Continue the discussion thread about opening local HTML files from a WSL emacs session in a Windows browser, picking up right after its last line.

=== Given passage ===
--- start ---

Closed ertwro closed 5 years ago

ertwro commented 5 years ago

I'm trying to open local html files as an output from a remote linux emacs session but the output lacks a colon in the drive letter and due to the file uri scheme it doesn't open.

(emacs)
xdg-open file:///c/Users/ertwr/.docsets/Bash.docset/Contents/Resources/Documents/bash/Aliases.html
(Browser)
file:///c/Users/ertwr/.docsets/Bash.docset/Contents/Resources/Documents/bash/Aliases.html

I have /c/Users/ertwr/AppData/Local/Vivaldi/Applications/vivaldi.exe boht in xdg-open and $BROWSER.

I've tried wslpath but it gives gets rid of the initial slashes from file file:/c:/Users/ert/... cmd.exe /c start doesn't work. I've tried using sed or awk scripts on the linux side, but is super inconsistent sometimes adding or removing slashes and whitespaces. Not to mention the firefox version inside wsl doesn't support GPU. So I'm stuck.

Biswa96 commented 5 years ago

Try to add /mnt/c.

ertwro commented 5 years ago

@Biswa96 Try to add it where? The reason I have /c/Users/ertwr/... is because my C: unit is mounted in /c/ not in /mnt/c in my WSL due to me modifying /etc/wsl.conf specifically to do so, because it actually reduces the number of problems when dealing with wslpath. Not just that, if not having /mnt/c was my issue cmd.exe /c start /path/to/file.html would work but it doesn't. /mnt/c is the default and it was in my WSL too when this and many more problems arose for me. If I try to input it into the Firefox, Vivaldi or Chrome browser versions of windows the browser opens, an address appears file:///mnt/c/ and it opens nothing. I'm trying to use the default windows web-browser to open local files from a remote session in a Linux system. This means, locally it requires access to the windows URI file system, this means a letter and a colon file:///c:/. So I've changed it from the default because it doesn't work for this and other use cases where a different approach has been more successful. Another thing is that if an HTML file is opened from the current directory in a shell's current relative path it opens the file in the windows browser without problems but different relative and absolute paths don't work. That's the reason I'm asking for URI compatibility as the name of my issue.

fpopineau commented 5 years ago

Hi, Not sure it will solve you problem, but I open most files from WSL/emacs using this quick hack:

(defun w32-shell-execute (operation document &optional parameters show-flag)
  (if (and operation (not (string= "open" operation)))
      (error "Don't know how to open %s" document)
    (call-process "/mnt/c/Windows/System32/cmd.exe" nil nil t "/c" "start" "\"\""
       (concat ""
           (replace-regexp-in-string "^/mnt/c/" "c:/"

--- end ---

=== Supplied material ===
--- start ---

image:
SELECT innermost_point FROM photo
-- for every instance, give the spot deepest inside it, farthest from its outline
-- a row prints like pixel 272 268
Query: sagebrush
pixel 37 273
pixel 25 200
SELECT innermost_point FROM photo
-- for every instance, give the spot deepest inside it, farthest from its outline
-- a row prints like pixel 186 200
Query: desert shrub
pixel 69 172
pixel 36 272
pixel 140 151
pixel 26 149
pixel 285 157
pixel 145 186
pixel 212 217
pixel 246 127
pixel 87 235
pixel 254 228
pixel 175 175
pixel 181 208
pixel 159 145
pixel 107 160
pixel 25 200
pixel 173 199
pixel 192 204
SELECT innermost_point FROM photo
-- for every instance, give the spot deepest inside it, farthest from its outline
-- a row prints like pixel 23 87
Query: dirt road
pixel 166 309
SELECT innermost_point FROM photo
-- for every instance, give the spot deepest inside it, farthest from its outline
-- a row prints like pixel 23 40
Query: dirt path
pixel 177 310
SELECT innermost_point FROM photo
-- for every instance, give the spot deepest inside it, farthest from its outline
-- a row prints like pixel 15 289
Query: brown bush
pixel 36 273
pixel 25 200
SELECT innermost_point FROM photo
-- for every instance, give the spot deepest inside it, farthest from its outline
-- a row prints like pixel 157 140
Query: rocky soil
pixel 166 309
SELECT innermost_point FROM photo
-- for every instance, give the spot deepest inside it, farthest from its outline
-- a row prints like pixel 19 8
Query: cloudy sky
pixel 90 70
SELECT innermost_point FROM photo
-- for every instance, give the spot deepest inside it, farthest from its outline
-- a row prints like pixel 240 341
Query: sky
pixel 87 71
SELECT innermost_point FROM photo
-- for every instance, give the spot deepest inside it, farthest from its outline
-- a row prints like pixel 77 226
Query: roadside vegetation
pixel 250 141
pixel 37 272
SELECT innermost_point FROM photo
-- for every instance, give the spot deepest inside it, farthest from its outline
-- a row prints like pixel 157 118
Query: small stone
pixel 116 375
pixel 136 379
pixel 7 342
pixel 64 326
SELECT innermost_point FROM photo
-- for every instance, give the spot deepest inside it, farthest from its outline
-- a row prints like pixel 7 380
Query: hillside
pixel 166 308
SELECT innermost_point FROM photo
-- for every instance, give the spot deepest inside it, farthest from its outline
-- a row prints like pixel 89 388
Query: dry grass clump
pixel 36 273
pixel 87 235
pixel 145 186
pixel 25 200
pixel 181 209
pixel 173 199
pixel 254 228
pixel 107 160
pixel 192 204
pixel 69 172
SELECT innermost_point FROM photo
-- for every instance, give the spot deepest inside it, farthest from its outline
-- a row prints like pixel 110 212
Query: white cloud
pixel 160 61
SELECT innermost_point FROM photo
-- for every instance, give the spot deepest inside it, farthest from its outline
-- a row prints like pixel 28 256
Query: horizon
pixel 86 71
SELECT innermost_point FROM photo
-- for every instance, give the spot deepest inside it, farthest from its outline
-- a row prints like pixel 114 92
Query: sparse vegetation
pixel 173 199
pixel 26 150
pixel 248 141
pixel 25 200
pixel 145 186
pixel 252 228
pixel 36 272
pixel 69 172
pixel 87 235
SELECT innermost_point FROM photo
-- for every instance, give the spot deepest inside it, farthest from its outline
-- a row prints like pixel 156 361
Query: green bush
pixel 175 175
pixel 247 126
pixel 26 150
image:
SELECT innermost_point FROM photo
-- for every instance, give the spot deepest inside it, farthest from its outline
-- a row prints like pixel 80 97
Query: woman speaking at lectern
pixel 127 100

--- end ---

=== Exercise result ===
               (replace-regexp-in-string "^\\(/mnt/c\\)?/home/Fabrice/" "c:/home/" document))
               "")))))

IE, I define w32-shell-executefunction which is existing in Emacs/Win32 but not in Emacs/Linux. My c:/Users/Fabrice/Documents directory is linked to c:/Home in Win32. I vastly prefer to use only one Chrome browser and I use the Win32 one. I can open any file (HTML, PowerPoint, Excel,...) from dired for example.

Regards;

ertwro commented 5 years ago

@fpopineau Many thanks. Unfortunately no. I had already tried a similar approach with cmd.exe /c start and replacing the regexp but it was inconsistent maybe because it's a remote session. Your hack is almost identical to mine. Thanks. Also, even if it worked it would not address the problem of both absolute and relative paths from the shell for bash.

therealkenc commented 5 years ago

Ran course. Ref #3832 for sport. There is probably a solution to "I've tried using sed or awk scripts on the linux side, but is super inconsistent sometimes adding or removing slashes and whitespaces" but you'll probably find a better audience on serverfault or similar.

ertwro commented 5 years ago

For anyone interested. I found a solution for the browser. Use a portable version of your browser and place it in a path included in your environmental variable. Either inside your shell .rc through export BINARY='/your/path/' or directly in windows. In my case, I use scoop as a package manager which accomplishes both. Next use the following script:

Don't forget to adapt the regular expresion to your mount point in wsl.conf In my case is root = /

#!/usr/sbin/env bash
IFS=$'\n'

if [[ "$@" =~ \/([a-zA-Z]+)\/ ]]; then 
    "${HOME}/scoop/shims/chrome.exe" "${@/$BASH_REMATCH/${BASH_REMATCH[1]}\:\/}"
fi

if your mount folders are in /mnt the regular expression should be: if [[ "$@" =~ \/mnt\/([a-zA-Z]+)\/ ]]; then Add it to your path and export it as your browser.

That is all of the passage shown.